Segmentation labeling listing
________________________________________

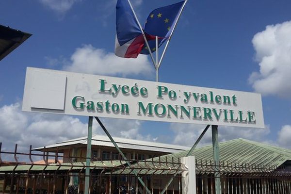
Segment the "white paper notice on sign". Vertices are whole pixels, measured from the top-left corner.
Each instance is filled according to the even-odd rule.
[[[32,67],[22,111],[264,127],[259,94]]]

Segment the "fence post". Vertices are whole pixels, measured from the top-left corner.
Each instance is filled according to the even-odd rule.
[[[195,157],[194,156],[183,157],[181,162],[185,170],[182,173],[182,193],[183,194],[196,194],[196,170]]]
[[[219,147],[218,146],[218,127],[212,125],[212,147],[213,158],[214,159],[214,180],[215,184],[215,194],[221,194],[220,189],[220,169],[219,167]]]

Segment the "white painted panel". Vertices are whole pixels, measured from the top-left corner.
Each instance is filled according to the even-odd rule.
[[[36,71],[33,76],[31,107],[64,110],[66,76]]]
[[[36,80],[36,77],[38,78]],[[106,81],[103,84],[103,91],[101,91],[101,80]],[[119,89],[116,94],[113,95],[114,85],[117,88],[128,86],[125,91],[129,92],[123,92]],[[133,94],[131,90],[135,86],[138,88],[136,95]],[[161,97],[158,97],[159,87],[168,89]],[[38,88],[37,91],[34,88]],[[48,89],[43,90],[44,88]],[[142,88],[146,88],[146,95],[142,95]],[[110,89],[111,92],[106,91]],[[171,91],[176,93],[176,97],[169,97],[169,94],[174,92]],[[185,94],[190,95],[189,99],[187,99]],[[73,99],[76,97],[80,97],[75,104],[78,107],[73,105]],[[37,100],[34,102],[35,99]],[[224,103],[224,100],[226,102]],[[93,103],[92,109],[87,108],[91,102]],[[83,103],[82,107],[81,103]],[[114,103],[118,105],[118,110],[113,109]],[[152,113],[148,109],[143,111],[141,104],[145,107],[152,105]],[[98,108],[98,105],[102,106],[102,109]],[[122,105],[128,107],[128,112],[122,111],[122,107],[125,107]],[[164,113],[163,106],[165,110]],[[177,109],[178,113],[173,113],[169,108],[170,106]],[[189,115],[185,110],[189,112]],[[27,70],[22,110],[162,122],[264,128],[259,94],[31,67],[28,67]],[[198,113],[196,115],[194,110]],[[207,112],[210,113],[208,114]]]

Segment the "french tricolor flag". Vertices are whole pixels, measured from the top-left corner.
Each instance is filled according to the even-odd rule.
[[[127,0],[116,4],[115,54],[124,58],[136,58],[145,45],[143,32]]]

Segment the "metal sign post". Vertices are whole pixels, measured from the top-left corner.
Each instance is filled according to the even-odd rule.
[[[214,159],[214,179],[215,182],[215,194],[221,194],[220,173],[219,173],[219,147],[218,146],[218,126],[212,125],[212,147]]]
[[[89,186],[90,183],[90,163],[91,155],[91,142],[92,140],[92,123],[93,116],[89,116],[88,122],[88,134],[87,138],[87,152],[86,155],[86,171],[85,173],[85,185],[84,194],[89,194]]]

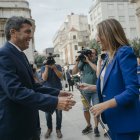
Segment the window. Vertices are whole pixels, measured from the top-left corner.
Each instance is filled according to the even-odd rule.
[[[114,16],[109,16],[108,18],[115,18]]]
[[[124,9],[124,4],[118,4],[118,9],[123,10]]]
[[[126,28],[123,28],[123,30],[124,30],[125,34],[127,34],[127,33],[126,33]]]
[[[78,50],[78,46],[77,45],[75,45],[74,48],[75,48],[75,50]]]
[[[130,28],[130,33],[132,35],[135,35],[136,34],[136,28]]]
[[[129,21],[135,21],[135,16],[129,16]]]
[[[120,22],[125,22],[125,17],[124,16],[119,16],[119,21]]]
[[[76,35],[73,35],[73,39],[76,39]]]
[[[113,10],[113,9],[114,9],[114,4],[109,3],[109,4],[108,4],[108,9],[109,9],[109,10]]]
[[[90,15],[90,20],[92,21],[92,14]]]

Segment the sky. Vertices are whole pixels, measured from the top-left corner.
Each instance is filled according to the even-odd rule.
[[[37,2],[38,1],[38,2]],[[88,15],[93,0],[28,0],[35,20],[35,49],[53,47],[53,37],[71,13]]]

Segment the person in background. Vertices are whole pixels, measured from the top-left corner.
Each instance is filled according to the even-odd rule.
[[[62,75],[63,76],[61,78],[61,83],[62,83],[62,88],[65,91],[67,82],[66,82],[66,72],[65,72],[65,69],[64,68],[62,68]]]
[[[46,87],[51,87],[51,88],[56,88],[56,89],[61,90],[62,89],[61,79],[63,77],[62,68],[60,65],[55,64],[54,58],[52,59],[53,59],[52,64],[45,64],[41,68],[42,79],[44,81],[43,85]],[[61,133],[62,110],[56,109],[55,112],[56,112],[57,137],[62,138],[62,133]],[[48,127],[48,130],[45,134],[45,138],[49,138],[53,130],[52,114],[49,112],[46,112],[45,114],[46,114],[46,121],[47,121],[47,127]]]
[[[69,85],[69,91],[73,91],[73,81],[72,81],[72,76],[71,76],[71,71],[69,69],[69,66],[67,67],[66,70],[66,79],[68,81],[68,85]]]
[[[32,22],[13,16],[6,21],[7,42],[0,48],[0,140],[36,140],[38,110],[68,111],[72,94],[35,83],[24,50],[33,37]]]
[[[108,57],[101,69],[97,87],[94,85],[92,89],[97,88],[100,103],[90,110],[95,117],[101,114],[112,140],[138,140],[140,93],[133,48],[121,24],[115,19],[107,19],[97,25],[97,40]],[[86,87],[86,90],[89,89]]]
[[[87,84],[96,84],[97,76],[96,76],[96,63],[97,63],[97,51],[96,49],[92,49],[89,52],[87,56],[85,56],[85,60],[79,60],[77,59],[76,65],[74,66],[72,70],[72,74],[77,74],[79,71],[81,72],[81,82],[87,83]],[[89,103],[92,102],[93,105],[99,103],[98,94],[93,91],[82,91],[82,94],[86,97]],[[83,101],[83,98],[82,98]],[[83,103],[83,102],[82,102]],[[92,125],[91,125],[91,116],[89,112],[89,107],[86,107],[83,104],[83,111],[84,111],[84,117],[87,123],[87,126],[82,130],[83,134],[88,134],[92,132]],[[95,136],[100,136],[99,130],[98,130],[98,120],[96,117],[94,117],[94,133]]]

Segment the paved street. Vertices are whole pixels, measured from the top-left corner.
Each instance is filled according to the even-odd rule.
[[[61,140],[107,140],[103,136],[103,129],[99,127],[101,132],[101,136],[98,138],[94,137],[94,133],[90,133],[88,135],[82,135],[81,131],[85,128],[86,123],[84,120],[83,112],[82,112],[82,104],[80,101],[80,93],[77,89],[74,89],[74,99],[77,101],[76,105],[69,112],[63,112],[63,123],[62,123],[62,133],[63,138]],[[44,134],[47,130],[46,120],[44,112],[40,112],[40,120],[41,120],[41,140],[45,140]],[[53,114],[53,126],[55,128],[55,113]],[[93,124],[93,120],[92,120]],[[53,130],[51,137],[49,140],[57,140],[55,129]]]

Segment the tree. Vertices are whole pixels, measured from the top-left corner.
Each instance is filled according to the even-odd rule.
[[[130,44],[134,48],[134,52],[135,52],[136,56],[137,57],[140,56],[140,39],[135,38],[135,39],[130,41]]]
[[[95,39],[91,40],[90,43],[89,43],[89,47],[92,49],[92,48],[95,48],[97,50],[98,53],[101,52],[101,49],[100,49],[100,46],[99,44],[97,43],[97,41]]]

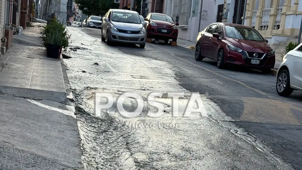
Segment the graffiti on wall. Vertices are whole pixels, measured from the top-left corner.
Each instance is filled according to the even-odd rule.
[[[201,20],[207,21],[209,14],[208,14],[207,10],[203,10],[201,12]]]

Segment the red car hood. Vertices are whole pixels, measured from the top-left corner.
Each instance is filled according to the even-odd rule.
[[[157,25],[166,25],[168,27],[173,27],[175,25],[175,23],[173,22],[169,22],[165,21],[158,21],[157,20],[153,20],[152,21],[155,23]]]
[[[228,38],[227,43],[247,51],[266,53],[272,49],[266,42]]]

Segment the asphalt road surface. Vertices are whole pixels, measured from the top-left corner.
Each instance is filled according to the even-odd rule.
[[[66,52],[72,58],[64,61],[88,169],[302,169],[302,93],[279,96],[274,76],[233,66],[219,69],[179,47],[110,46],[101,41],[100,30],[68,29],[70,47],[79,47]],[[115,99],[129,91],[144,100],[139,116],[121,116],[115,101],[95,117],[95,92]],[[157,99],[164,114],[146,116],[155,110],[146,102],[154,91],[184,92],[181,114],[190,92],[198,92],[207,116],[172,117],[172,100],[165,94]],[[128,99],[123,106],[133,110],[136,103]]]

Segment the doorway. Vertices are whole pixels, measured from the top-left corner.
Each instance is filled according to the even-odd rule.
[[[218,5],[218,9],[217,10],[217,15],[216,17],[216,22],[221,22],[222,21],[222,16],[219,14],[220,13],[223,12],[223,4]]]

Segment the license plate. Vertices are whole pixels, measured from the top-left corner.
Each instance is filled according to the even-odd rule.
[[[260,60],[251,60],[251,64],[259,64],[260,63]]]

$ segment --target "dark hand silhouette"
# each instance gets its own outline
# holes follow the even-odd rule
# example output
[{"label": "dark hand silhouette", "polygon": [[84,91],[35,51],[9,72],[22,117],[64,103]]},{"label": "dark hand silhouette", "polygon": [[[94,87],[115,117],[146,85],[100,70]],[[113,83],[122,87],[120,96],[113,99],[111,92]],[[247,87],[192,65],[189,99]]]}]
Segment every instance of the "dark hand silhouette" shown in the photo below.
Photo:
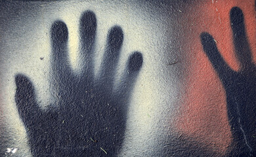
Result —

________________________________________

Reproduce the lines of the listing verbatim, beginning at its start and continuing through the line containing "[[[127,0],[116,4],[115,54],[124,58],[136,58],[145,45],[143,32]]]", with both ends included. Omit the pictures from your response.

## In response
Segment the "white paper notice on sign". Vertices are whole pixels, measured from the top-left corner.
Each instance is filled according to the even-odd rule.
[[[32,67],[22,111],[264,127],[259,94]]]

Segment the "fence post". Vertices are whole pixels, measured from the top-left corner.
Each instance is filled according to the even-odd rule.
[[[195,157],[194,156],[183,157],[181,162],[185,170],[182,173],[182,193],[183,194],[196,194],[196,170]]]
[[[219,147],[218,146],[218,127],[212,125],[212,147],[213,158],[214,159],[214,180],[215,184],[215,194],[221,194],[220,189],[220,169],[219,167]]]

Segment the "white painted panel". Vertices are whole pixels, measured from the top-left corner.
Each instance is filled according to the even-odd rule.
[[[36,71],[33,76],[31,107],[64,110],[66,76]]]
[[[36,80],[36,77],[38,78]],[[106,81],[103,84],[103,91],[101,91],[101,80]],[[119,89],[116,94],[113,95],[114,85],[117,88],[128,86],[125,91],[129,92],[123,92]],[[133,94],[131,90],[135,86],[138,88],[136,95]],[[161,97],[158,97],[159,87],[168,89]],[[38,88],[37,91],[34,88]],[[48,89],[43,90],[44,88]],[[142,88],[146,88],[146,95],[142,95]],[[110,89],[111,92],[106,91]],[[171,91],[176,93],[176,97],[169,97],[169,94],[174,92]],[[185,94],[190,95],[189,99],[187,99]],[[73,99],[76,97],[80,97],[75,104],[78,107],[73,105]],[[37,100],[34,102],[35,99]],[[224,103],[224,100],[226,102]],[[93,103],[92,109],[87,108],[91,102]],[[83,103],[82,107],[81,103]],[[114,103],[118,105],[118,110],[113,109]],[[152,113],[148,109],[143,111],[141,104],[145,107],[152,105]],[[98,108],[98,105],[102,106],[102,109]],[[122,105],[128,107],[128,112],[122,111],[122,107],[125,107]],[[164,113],[163,106],[165,110]],[[177,109],[178,113],[173,113],[169,108],[170,106]],[[189,115],[185,110],[189,112]],[[27,70],[22,110],[162,122],[264,128],[259,94],[31,67],[28,67]],[[198,113],[196,115],[194,110]],[[207,112],[210,113],[208,114]]]

Segment the "french tricolor flag". Vertices are whole pixels, measured from the top-left corner.
Each instance is filled according to the even-odd rule.
[[[127,0],[116,4],[115,54],[124,58],[136,58],[145,45],[143,32]]]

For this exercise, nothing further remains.